-- start Task data --

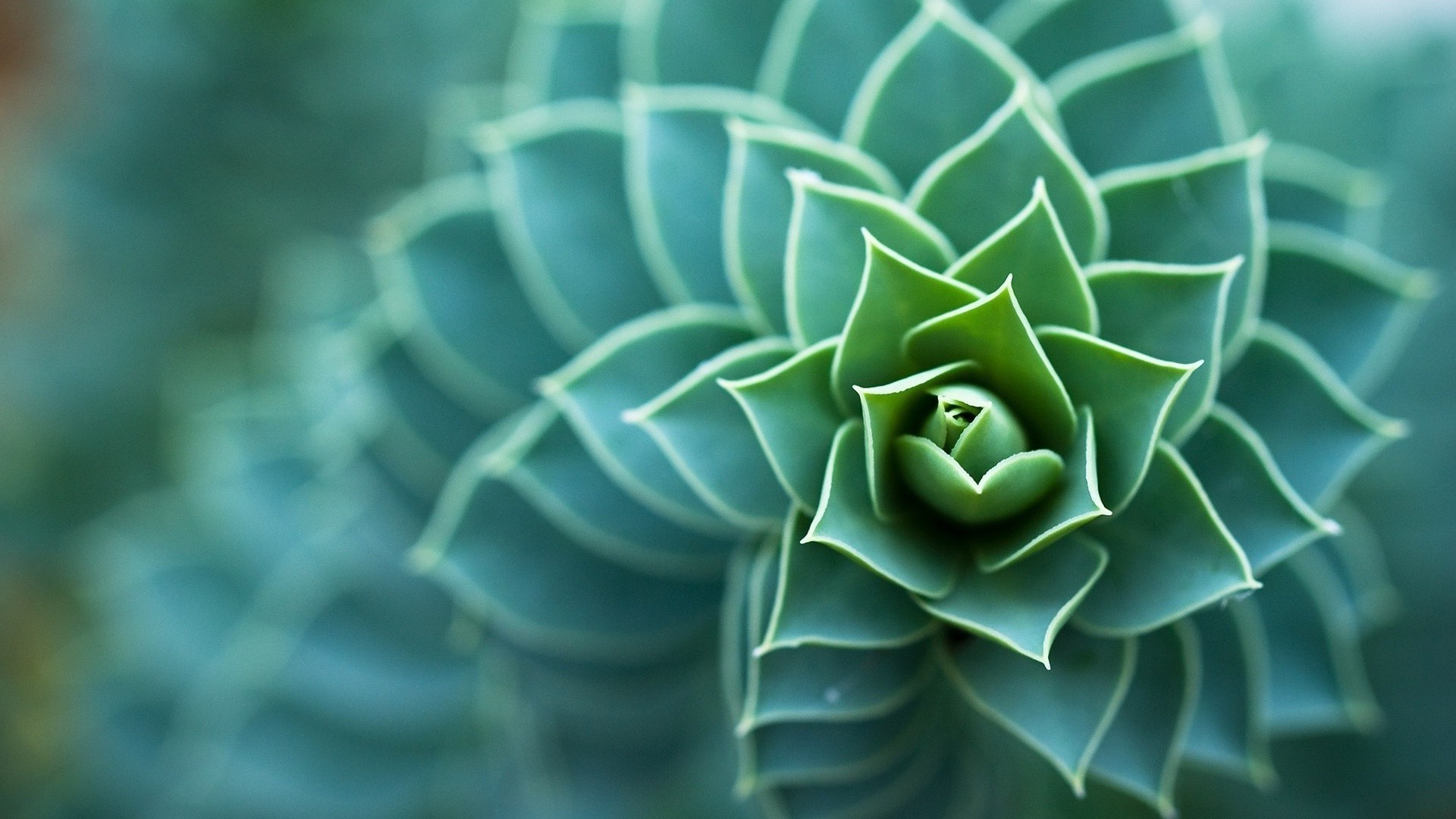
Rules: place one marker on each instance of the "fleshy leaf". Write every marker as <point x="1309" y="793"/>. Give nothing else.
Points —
<point x="631" y="365"/>
<point x="938" y="80"/>
<point x="916" y="554"/>
<point x="759" y="206"/>
<point x="1320" y="431"/>
<point x="826" y="254"/>
<point x="1128" y="395"/>
<point x="1149" y="101"/>
<point x="821" y="49"/>
<point x="560" y="196"/>
<point x="1174" y="314"/>
<point x="1024" y="607"/>
<point x="894" y="297"/>
<point x="829" y="599"/>
<point x="1142" y="752"/>
<point x="696" y="41"/>
<point x="794" y="413"/>
<point x="1171" y="556"/>
<point x="995" y="334"/>
<point x="1062" y="713"/>
<point x="677" y="161"/>
<point x="1033" y="249"/>
<point x="705" y="435"/>
<point x="1354" y="306"/>
<point x="1263" y="512"/>
<point x="1204" y="209"/>
<point x="977" y="187"/>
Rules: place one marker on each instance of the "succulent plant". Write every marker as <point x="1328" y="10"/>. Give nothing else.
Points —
<point x="1030" y="376"/>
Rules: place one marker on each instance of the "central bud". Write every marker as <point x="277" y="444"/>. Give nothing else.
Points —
<point x="971" y="460"/>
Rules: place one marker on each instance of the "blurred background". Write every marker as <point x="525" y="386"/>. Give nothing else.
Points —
<point x="161" y="162"/>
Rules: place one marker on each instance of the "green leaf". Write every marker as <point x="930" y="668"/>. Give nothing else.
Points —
<point x="1128" y="395"/>
<point x="696" y="41"/>
<point x="705" y="435"/>
<point x="829" y="599"/>
<point x="1204" y="209"/>
<point x="1354" y="306"/>
<point x="894" y="297"/>
<point x="1074" y="506"/>
<point x="1142" y="752"/>
<point x="1024" y="607"/>
<point x="794" y="414"/>
<point x="1263" y="512"/>
<point x="1171" y="556"/>
<point x="1171" y="312"/>
<point x="979" y="186"/>
<point x="1062" y="713"/>
<point x="916" y="554"/>
<point x="558" y="188"/>
<point x="938" y="80"/>
<point x="1149" y="101"/>
<point x="677" y="162"/>
<point x="759" y="206"/>
<point x="995" y="334"/>
<point x="631" y="365"/>
<point x="820" y="50"/>
<point x="826" y="256"/>
<point x="1228" y="730"/>
<point x="1320" y="431"/>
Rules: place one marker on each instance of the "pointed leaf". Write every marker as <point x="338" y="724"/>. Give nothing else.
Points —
<point x="1062" y="713"/>
<point x="995" y="334"/>
<point x="1171" y="312"/>
<point x="977" y="187"/>
<point x="1171" y="556"/>
<point x="1149" y="101"/>
<point x="1263" y="512"/>
<point x="794" y="414"/>
<point x="1320" y="431"/>
<point x="558" y="188"/>
<point x="705" y="435"/>
<point x="759" y="206"/>
<point x="829" y="599"/>
<point x="1206" y="209"/>
<point x="629" y="366"/>
<point x="918" y="554"/>
<point x="1024" y="607"/>
<point x="826" y="254"/>
<point x="821" y="49"/>
<point x="935" y="83"/>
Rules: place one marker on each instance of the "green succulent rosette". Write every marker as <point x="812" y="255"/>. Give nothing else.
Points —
<point x="1030" y="379"/>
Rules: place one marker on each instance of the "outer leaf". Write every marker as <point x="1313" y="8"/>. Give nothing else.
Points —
<point x="826" y="254"/>
<point x="821" y="49"/>
<point x="1174" y="314"/>
<point x="759" y="206"/>
<point x="558" y="188"/>
<point x="1024" y="607"/>
<point x="979" y="186"/>
<point x="794" y="413"/>
<point x="1171" y="556"/>
<point x="829" y="599"/>
<point x="1263" y="512"/>
<point x="1150" y="101"/>
<point x="631" y="365"/>
<point x="943" y="57"/>
<point x="995" y="334"/>
<point x="705" y="435"/>
<point x="1128" y="395"/>
<point x="1206" y="209"/>
<point x="1062" y="713"/>
<point x="916" y="553"/>
<point x="1320" y="431"/>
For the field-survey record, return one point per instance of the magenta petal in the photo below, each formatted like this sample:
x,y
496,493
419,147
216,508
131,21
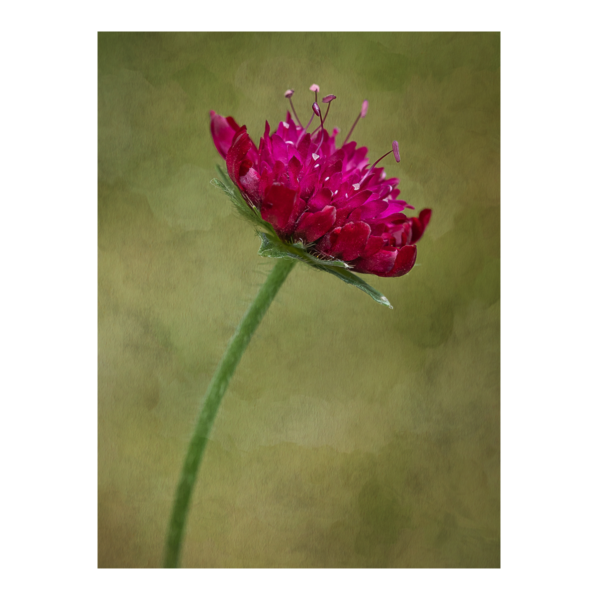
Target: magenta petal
x,y
277,206
328,241
374,244
223,130
351,240
405,261
312,226
379,263
298,208
321,199
236,155
425,217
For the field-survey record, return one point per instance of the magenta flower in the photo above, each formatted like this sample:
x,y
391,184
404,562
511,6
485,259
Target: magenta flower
x,y
325,199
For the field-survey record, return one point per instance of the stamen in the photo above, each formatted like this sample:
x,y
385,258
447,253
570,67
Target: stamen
x,y
362,115
315,88
396,156
327,101
289,95
317,112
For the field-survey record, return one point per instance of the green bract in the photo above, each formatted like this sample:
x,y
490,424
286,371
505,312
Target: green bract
x,y
272,246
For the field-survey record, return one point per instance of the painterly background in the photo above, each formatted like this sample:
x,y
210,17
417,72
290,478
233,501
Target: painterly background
x,y
352,436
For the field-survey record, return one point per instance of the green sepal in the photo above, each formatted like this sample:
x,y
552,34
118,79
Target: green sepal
x,y
272,246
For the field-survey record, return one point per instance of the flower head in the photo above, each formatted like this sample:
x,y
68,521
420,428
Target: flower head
x,y
328,199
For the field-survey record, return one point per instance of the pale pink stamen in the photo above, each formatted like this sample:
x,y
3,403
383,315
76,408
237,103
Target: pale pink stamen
x,y
362,115
316,89
363,110
289,95
396,156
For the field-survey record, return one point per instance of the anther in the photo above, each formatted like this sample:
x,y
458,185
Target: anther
x,y
396,152
316,89
327,100
289,95
317,112
362,115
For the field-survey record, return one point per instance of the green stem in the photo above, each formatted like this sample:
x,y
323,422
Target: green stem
x,y
212,400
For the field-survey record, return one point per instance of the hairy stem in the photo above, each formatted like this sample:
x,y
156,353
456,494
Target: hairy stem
x,y
211,404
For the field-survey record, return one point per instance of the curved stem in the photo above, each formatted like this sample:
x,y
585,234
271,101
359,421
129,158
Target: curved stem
x,y
212,400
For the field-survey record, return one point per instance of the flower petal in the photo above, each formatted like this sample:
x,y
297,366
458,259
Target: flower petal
x,y
380,263
277,206
312,226
407,255
351,241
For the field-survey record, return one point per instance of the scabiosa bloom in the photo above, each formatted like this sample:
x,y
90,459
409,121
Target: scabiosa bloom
x,y
328,199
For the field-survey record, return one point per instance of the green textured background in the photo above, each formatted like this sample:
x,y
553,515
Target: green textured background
x,y
352,435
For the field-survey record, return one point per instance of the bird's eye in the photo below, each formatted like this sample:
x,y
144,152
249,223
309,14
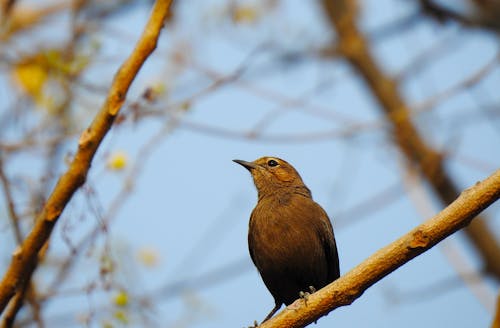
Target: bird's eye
x,y
272,163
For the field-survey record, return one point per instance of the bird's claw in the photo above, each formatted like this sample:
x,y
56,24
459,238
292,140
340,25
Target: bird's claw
x,y
304,296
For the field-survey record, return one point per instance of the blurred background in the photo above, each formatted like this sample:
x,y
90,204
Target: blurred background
x,y
388,109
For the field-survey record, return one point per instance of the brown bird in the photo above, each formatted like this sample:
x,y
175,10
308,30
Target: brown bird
x,y
290,237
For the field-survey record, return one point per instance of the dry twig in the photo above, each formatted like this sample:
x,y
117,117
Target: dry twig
x,y
24,257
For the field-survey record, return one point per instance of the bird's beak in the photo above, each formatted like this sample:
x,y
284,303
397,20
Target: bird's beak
x,y
248,165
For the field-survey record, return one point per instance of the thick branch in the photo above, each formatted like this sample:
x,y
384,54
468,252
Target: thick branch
x,y
354,47
24,257
353,284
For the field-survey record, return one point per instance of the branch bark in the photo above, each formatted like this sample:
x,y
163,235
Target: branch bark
x,y
354,47
353,284
24,257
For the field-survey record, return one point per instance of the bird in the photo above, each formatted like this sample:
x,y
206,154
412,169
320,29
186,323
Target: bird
x,y
290,237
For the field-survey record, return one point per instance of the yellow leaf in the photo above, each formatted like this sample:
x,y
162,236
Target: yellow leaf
x,y
117,161
148,256
121,299
31,76
121,316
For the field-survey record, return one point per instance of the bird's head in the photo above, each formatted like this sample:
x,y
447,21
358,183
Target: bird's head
x,y
272,173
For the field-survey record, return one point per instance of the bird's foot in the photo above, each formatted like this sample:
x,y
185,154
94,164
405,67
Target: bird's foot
x,y
304,296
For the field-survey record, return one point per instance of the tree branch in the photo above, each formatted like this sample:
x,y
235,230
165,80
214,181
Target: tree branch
x,y
353,284
354,46
24,257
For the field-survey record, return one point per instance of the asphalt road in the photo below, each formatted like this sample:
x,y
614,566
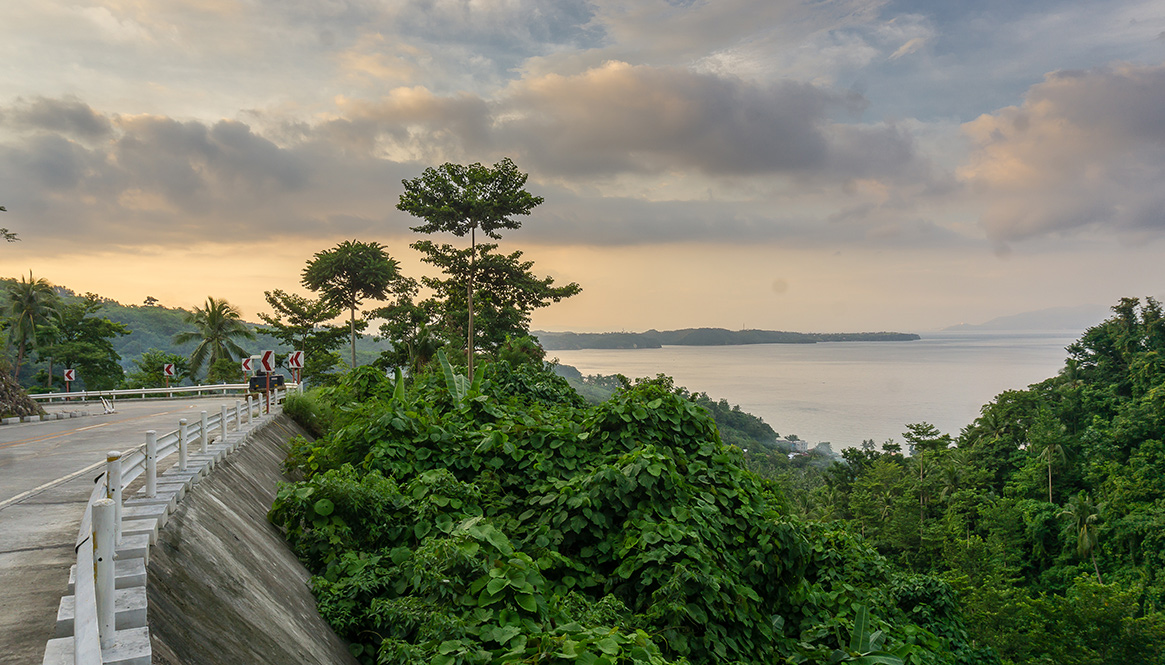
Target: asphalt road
x,y
47,473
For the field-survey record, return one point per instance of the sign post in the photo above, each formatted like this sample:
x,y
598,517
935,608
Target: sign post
x,y
267,360
295,362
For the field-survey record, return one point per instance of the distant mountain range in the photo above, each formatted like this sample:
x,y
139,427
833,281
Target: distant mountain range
x,y
1077,319
701,337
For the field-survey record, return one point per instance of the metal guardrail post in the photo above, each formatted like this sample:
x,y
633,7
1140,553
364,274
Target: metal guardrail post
x,y
183,434
205,434
113,488
150,464
104,551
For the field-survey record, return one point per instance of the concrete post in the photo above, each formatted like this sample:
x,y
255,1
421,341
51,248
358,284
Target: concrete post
x,y
150,464
204,433
183,434
113,488
104,550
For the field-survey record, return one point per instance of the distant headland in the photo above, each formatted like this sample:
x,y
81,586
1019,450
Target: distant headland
x,y
701,337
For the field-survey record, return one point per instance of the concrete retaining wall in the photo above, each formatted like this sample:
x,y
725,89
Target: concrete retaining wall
x,y
224,587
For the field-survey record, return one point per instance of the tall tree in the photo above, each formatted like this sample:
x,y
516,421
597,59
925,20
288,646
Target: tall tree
x,y
5,233
1086,518
460,199
507,291
30,304
351,273
217,326
1046,436
84,341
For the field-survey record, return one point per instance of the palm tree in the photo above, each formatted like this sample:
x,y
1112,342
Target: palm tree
x,y
30,303
1052,450
1086,516
218,325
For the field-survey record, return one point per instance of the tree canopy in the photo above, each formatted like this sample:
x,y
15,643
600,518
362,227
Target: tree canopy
x,y
461,199
217,326
30,304
351,273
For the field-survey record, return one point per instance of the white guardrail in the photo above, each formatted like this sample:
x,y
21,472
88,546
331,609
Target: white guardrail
x,y
223,388
94,617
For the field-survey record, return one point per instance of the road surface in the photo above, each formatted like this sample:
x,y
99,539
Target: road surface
x,y
47,473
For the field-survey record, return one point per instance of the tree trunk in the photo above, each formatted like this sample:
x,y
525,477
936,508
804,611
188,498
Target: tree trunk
x,y
20,361
352,325
473,259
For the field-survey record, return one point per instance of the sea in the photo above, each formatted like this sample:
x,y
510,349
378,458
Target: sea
x,y
844,393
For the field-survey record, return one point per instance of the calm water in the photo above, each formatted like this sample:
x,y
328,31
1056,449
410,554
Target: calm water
x,y
847,391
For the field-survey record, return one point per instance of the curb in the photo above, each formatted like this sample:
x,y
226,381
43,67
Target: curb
x,y
142,517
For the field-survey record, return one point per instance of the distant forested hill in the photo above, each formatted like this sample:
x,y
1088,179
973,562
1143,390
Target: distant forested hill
x,y
701,337
154,326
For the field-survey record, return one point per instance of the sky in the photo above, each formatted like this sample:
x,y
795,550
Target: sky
x,y
816,165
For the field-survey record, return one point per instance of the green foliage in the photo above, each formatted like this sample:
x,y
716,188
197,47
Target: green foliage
x,y
29,305
1051,492
505,292
83,341
225,370
351,273
301,324
217,326
148,369
507,522
498,288
309,411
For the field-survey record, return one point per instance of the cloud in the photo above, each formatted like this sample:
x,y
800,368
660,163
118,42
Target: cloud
x,y
622,118
1085,151
69,117
642,153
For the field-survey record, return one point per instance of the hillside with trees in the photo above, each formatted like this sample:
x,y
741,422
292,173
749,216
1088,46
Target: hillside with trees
x,y
507,520
703,337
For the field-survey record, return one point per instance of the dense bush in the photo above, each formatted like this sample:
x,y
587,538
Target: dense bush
x,y
507,522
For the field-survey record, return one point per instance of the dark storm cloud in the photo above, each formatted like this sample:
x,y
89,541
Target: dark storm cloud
x,y
623,119
1085,151
69,117
160,179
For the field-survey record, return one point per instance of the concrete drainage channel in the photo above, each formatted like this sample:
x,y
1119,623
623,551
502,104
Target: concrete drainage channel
x,y
57,416
104,621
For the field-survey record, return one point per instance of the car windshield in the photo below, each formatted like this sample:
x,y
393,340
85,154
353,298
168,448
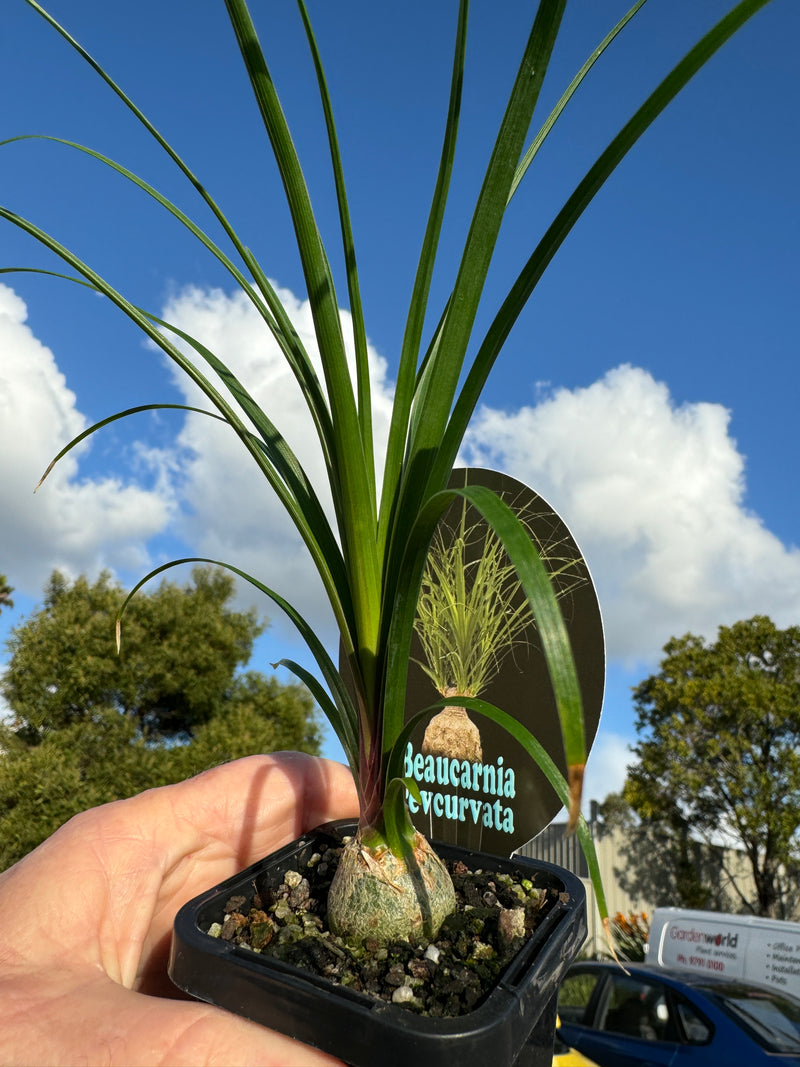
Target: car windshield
x,y
772,1020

-- end Task data --

Problem statement: Please return every line of the data from the line containing "the car windshield" through the end of the data, copying each line exactly and leaving out the pictures.

Written answer:
For the field-survey record, return one point per instance of the car windshield in the photo below, each formatted like this sample:
x,y
393,340
85,154
353,298
168,448
Target: car windshield
x,y
772,1020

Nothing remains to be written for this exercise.